> _ESTRATTO DEL DOCUMENTO_

Una strada piuttosto canonica che acquisisce credibilità grazie alle prove dei protagonisti, in primis quella fornita da Ella Rumpf, e particolarità grazie ad una fotografia che guarda sempre alla contrapposizione tra colori caldi e freddi, giocando soprattutto con la carta da parati e gli interni delle case, dove la ragazza compie i passi fondamentali del suo percorso di crescita. Il teorema di Margherita è una pellicola che riesce nella sua particolare formula del coming of age contando su scrittura e interpretazione e, grazie al suo impianto da cinema nordeuropeo, anche a regalarsi quella particolarità che, nonostante la prevedibilità del messaggio e degli esiti, porta lo spettatore a conservarla nel suo sguardo.

Conclusioni

Nella recensione de La teoria di Margherita vi abbiamo parlato del nuovo lavoro di Anna Novion, presentato a Cannes 76 nella sezione Special Screenings, con protagonista la sempre bravissima Ella Rumpf. Un coming of age piuttosto semplice che utilizza l'immaginario legato al cinema che si è occupato di matematica quella variazione sul tema per catturare lo spettatore, supportato in questo anche dalle convincenti prove attoriali e da una fotografia riconoscibile. Nonostante ciò il film alla fine non riesce ad emanciparsi dal canovaccio quel tanto che gli poteva servire per distinguersi realmente, tornando alla fine a concentrarsi sulla realizzazione di un esito piuttosto prevedibile.

> _RECORD ESTRATTI_
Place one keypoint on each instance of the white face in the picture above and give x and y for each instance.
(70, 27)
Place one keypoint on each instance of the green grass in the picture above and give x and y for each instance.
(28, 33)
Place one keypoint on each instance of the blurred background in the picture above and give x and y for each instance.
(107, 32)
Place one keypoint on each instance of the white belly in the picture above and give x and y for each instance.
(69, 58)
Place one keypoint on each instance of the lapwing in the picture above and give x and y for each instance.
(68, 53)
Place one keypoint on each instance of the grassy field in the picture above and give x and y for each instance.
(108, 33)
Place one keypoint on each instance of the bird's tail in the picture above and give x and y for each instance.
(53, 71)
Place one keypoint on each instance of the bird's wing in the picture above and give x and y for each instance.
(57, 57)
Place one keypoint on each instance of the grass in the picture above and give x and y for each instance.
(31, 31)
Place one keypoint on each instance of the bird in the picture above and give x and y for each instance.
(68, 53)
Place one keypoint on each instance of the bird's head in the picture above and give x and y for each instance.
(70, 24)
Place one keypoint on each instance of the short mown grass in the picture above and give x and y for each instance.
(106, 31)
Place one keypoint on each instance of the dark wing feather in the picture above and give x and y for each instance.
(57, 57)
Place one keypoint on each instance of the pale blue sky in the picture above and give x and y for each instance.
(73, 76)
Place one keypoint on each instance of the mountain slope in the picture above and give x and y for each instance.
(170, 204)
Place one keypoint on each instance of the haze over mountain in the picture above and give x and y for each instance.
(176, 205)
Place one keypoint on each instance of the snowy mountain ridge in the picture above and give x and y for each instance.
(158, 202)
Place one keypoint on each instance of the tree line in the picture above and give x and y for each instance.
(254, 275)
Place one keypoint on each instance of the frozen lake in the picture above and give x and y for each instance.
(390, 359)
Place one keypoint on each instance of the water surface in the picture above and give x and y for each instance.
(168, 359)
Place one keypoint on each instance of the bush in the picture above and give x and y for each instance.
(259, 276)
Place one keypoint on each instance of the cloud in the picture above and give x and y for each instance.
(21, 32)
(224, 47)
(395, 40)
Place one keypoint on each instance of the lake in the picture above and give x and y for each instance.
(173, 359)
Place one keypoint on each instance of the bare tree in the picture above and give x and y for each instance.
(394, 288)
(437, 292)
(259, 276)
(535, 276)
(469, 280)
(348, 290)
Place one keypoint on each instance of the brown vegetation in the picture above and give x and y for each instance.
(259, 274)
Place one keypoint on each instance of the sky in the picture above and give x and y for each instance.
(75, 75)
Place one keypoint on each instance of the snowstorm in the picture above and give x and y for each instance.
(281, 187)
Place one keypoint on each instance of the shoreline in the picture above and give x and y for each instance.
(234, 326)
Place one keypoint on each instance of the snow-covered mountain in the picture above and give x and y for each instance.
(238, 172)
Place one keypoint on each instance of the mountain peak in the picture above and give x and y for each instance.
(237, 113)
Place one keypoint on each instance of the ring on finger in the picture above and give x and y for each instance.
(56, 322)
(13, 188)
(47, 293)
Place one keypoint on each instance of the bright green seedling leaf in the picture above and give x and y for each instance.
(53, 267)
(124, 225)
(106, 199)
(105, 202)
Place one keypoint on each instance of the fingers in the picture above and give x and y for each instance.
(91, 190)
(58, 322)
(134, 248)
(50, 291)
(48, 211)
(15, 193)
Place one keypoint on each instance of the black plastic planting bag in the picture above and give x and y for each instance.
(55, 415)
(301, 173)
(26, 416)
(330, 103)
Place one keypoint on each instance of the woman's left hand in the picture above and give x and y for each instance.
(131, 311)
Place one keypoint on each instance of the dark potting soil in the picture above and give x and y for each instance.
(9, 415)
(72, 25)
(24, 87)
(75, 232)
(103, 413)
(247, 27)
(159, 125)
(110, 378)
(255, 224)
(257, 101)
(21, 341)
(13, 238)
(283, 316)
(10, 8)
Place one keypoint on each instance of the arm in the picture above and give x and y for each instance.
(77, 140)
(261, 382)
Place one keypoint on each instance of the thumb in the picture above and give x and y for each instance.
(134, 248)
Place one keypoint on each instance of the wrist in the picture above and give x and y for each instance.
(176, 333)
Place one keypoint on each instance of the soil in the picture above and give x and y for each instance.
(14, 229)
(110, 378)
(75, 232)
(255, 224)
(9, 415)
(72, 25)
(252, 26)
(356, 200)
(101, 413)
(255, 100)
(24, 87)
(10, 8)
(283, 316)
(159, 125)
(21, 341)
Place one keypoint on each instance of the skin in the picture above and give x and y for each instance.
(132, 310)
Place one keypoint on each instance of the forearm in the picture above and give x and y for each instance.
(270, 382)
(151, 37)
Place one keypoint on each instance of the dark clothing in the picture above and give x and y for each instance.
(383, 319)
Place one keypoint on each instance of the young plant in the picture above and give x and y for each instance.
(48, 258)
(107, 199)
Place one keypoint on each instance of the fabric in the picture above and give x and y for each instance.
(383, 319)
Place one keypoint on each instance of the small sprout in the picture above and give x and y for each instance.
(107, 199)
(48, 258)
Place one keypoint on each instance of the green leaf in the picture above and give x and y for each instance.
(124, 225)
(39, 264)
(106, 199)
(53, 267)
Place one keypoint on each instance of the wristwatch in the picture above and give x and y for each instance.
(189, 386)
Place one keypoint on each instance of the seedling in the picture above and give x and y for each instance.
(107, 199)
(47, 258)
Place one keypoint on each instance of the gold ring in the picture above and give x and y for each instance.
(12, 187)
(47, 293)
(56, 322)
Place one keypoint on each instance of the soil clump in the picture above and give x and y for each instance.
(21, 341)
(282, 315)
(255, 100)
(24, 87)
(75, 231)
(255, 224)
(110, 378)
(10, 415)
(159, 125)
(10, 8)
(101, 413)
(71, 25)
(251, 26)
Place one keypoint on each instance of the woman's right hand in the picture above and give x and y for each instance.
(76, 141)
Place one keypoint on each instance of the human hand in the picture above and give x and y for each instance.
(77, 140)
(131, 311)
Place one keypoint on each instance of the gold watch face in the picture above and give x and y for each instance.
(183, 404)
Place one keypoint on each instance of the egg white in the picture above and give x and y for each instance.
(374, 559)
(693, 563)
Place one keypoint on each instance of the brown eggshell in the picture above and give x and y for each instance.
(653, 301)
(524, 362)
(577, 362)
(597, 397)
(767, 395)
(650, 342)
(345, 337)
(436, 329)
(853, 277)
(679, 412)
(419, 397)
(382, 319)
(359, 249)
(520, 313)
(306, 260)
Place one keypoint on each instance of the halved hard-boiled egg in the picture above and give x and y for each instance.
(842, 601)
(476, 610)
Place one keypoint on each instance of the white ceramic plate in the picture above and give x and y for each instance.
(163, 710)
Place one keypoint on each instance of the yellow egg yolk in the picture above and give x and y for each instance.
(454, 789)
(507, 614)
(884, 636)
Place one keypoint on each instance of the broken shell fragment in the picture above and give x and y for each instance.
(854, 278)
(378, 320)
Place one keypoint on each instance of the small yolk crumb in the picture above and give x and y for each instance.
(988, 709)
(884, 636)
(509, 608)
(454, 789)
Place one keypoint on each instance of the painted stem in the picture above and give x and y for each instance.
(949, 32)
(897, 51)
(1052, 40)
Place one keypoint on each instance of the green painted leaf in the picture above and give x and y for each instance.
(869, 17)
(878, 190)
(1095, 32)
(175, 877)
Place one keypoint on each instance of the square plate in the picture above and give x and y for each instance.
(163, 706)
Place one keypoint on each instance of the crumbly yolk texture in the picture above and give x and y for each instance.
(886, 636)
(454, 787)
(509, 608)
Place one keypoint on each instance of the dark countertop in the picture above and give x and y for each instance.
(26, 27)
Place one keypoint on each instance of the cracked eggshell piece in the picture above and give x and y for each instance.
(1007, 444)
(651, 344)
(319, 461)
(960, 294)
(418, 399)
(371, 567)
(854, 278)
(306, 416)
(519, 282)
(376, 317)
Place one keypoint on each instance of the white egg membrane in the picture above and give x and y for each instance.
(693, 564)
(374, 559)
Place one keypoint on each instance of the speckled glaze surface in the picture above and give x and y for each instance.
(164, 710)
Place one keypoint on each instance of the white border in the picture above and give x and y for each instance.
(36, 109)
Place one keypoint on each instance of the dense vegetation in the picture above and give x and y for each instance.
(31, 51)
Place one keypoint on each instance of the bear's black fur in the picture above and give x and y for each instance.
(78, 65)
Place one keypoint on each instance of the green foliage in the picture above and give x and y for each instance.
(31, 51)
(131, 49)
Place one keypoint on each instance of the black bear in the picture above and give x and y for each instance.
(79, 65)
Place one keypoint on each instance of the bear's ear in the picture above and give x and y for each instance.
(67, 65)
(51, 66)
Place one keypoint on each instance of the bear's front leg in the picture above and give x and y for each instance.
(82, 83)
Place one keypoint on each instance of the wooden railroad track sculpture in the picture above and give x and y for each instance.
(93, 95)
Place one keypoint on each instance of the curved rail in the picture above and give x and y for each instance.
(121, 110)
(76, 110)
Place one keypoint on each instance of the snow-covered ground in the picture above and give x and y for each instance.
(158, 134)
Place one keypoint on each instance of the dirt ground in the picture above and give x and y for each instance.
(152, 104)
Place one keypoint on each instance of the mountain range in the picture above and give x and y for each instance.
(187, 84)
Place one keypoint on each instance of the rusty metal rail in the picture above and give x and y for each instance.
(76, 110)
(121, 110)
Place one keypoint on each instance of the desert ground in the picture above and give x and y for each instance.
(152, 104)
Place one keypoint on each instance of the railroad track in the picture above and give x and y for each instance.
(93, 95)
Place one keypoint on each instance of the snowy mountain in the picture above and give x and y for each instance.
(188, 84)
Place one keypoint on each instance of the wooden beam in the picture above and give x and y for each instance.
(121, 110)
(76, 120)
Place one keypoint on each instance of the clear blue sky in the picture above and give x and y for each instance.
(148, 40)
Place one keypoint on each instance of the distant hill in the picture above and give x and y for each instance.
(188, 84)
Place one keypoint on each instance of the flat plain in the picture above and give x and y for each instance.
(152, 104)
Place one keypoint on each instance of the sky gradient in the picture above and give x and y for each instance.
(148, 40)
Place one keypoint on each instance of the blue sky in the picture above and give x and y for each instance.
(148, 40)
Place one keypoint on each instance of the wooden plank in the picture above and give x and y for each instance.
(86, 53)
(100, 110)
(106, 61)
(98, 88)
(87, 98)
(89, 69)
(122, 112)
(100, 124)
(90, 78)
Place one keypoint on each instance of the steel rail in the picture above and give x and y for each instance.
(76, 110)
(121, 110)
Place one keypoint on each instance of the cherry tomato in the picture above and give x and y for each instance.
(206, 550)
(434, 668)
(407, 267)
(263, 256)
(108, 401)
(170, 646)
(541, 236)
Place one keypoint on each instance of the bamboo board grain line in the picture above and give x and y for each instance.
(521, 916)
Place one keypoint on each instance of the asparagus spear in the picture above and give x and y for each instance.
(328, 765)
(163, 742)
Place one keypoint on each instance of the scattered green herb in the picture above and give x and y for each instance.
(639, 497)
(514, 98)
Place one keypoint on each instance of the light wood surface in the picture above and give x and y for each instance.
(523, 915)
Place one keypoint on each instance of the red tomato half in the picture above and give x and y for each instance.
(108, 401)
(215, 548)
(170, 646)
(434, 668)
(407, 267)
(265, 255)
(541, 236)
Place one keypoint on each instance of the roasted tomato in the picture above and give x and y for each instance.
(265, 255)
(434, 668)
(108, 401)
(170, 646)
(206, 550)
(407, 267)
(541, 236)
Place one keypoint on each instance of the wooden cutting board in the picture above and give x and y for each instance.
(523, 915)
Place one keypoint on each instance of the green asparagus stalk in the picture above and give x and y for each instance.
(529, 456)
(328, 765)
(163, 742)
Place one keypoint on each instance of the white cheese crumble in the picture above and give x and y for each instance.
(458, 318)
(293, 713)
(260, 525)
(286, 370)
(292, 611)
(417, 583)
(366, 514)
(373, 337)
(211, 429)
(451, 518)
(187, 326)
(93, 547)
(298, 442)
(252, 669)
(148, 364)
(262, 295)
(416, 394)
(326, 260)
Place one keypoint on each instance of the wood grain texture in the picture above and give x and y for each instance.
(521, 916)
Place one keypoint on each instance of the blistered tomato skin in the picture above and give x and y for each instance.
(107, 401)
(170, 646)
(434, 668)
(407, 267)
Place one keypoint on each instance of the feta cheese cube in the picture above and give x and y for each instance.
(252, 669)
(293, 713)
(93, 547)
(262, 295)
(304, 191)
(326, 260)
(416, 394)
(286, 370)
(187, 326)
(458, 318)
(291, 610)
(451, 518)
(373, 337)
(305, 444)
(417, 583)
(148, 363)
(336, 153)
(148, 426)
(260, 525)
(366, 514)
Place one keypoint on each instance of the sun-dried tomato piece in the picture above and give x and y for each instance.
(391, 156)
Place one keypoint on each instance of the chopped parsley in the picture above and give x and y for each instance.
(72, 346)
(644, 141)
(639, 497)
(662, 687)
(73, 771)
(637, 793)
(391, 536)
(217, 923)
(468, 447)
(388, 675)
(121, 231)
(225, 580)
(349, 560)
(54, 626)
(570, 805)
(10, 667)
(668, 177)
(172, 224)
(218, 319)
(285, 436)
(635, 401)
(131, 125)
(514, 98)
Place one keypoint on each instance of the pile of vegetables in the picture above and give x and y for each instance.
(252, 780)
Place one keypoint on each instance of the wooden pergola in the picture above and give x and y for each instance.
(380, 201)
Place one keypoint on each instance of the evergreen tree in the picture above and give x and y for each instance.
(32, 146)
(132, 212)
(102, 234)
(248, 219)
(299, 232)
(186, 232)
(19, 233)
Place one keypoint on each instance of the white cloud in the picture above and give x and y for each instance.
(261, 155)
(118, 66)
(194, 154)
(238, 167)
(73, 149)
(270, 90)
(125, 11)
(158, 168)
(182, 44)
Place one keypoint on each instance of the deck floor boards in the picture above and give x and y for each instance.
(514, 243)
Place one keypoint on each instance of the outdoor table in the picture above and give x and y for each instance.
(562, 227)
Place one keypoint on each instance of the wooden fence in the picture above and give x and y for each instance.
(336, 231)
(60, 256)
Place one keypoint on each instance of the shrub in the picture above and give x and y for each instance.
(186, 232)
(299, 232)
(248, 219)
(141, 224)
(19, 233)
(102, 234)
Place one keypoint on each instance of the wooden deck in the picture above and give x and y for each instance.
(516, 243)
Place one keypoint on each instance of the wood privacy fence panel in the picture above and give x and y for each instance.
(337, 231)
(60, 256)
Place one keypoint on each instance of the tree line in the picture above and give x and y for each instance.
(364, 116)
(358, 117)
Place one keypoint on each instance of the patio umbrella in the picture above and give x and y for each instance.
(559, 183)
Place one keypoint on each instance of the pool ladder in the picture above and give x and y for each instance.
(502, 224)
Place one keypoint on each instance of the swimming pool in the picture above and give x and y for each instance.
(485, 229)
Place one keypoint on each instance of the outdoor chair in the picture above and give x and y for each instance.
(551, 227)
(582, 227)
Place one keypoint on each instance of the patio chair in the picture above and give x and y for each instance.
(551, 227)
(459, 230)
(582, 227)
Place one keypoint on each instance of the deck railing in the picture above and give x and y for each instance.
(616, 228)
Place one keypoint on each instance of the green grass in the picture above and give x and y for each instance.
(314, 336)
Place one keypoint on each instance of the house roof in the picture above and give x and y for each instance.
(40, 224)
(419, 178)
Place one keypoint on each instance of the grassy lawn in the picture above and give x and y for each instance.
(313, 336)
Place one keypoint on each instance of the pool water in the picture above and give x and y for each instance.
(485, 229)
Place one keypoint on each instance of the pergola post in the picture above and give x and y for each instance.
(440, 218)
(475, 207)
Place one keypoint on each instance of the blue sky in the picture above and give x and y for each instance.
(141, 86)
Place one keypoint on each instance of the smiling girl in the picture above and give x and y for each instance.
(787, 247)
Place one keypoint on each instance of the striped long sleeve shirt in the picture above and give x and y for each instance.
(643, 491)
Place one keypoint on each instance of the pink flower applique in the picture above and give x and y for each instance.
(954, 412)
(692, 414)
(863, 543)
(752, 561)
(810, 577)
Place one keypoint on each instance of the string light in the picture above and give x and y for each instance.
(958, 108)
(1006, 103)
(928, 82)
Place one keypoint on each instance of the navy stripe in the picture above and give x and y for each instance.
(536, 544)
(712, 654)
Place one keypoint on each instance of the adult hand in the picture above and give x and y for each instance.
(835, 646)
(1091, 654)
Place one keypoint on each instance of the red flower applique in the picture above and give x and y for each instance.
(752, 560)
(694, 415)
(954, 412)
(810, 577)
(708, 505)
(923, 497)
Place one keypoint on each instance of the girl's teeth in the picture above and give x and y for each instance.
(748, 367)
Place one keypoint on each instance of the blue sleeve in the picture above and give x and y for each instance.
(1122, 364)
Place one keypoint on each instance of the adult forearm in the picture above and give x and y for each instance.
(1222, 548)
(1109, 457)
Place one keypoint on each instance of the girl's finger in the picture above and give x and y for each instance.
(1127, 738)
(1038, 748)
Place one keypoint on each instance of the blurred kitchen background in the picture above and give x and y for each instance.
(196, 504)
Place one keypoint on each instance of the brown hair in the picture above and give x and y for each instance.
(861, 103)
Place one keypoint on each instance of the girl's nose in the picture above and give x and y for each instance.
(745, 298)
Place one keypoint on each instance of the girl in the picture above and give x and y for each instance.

> _ISTRUZIONI DEGLI ESERCIZI_
#1 Elenca tutti gli elementi che, secondo la recensione del film, sostengono o danno particolarità alla pellicola.
#2 Nella recensione del film, in quale sezione di Cannes 76 risulta presentato il lavoro di Anna Novion?
#3 Prosegui la recensione del film partendo dall'ultima frase riportata.
I record sono tratti da una fonte diversa.

> _RISPOSTE AGLI ESERCIZI_
#1
- Le prove dei protagonisti, in primis quella di Ella Rumpf
- La fotografia, basata sulla contrapposizione tra colori caldi e freddi
- La scrittura
- L'impianto da cinema nordeuropeo
- L'immaginario legato al cinema che si è occupato di matematica

#2 Nella sezione Special Screenings.

#3
Movieplayer.it
3.0/5
Voto medio
4.3/5

Perché ci piace

  • La prova degli attori, soprattutto Ella Rumpf.
  • L'efficacia dell'impianto scenografico e fotografia.
  • Una scrittura elementare, ma soddisfacente.

Cosa non va

  • La prevedibilità della trama del film e del sottotesto.
  • Nonostante l'impianto visivo sia efficace, non brilla comunque di originalità.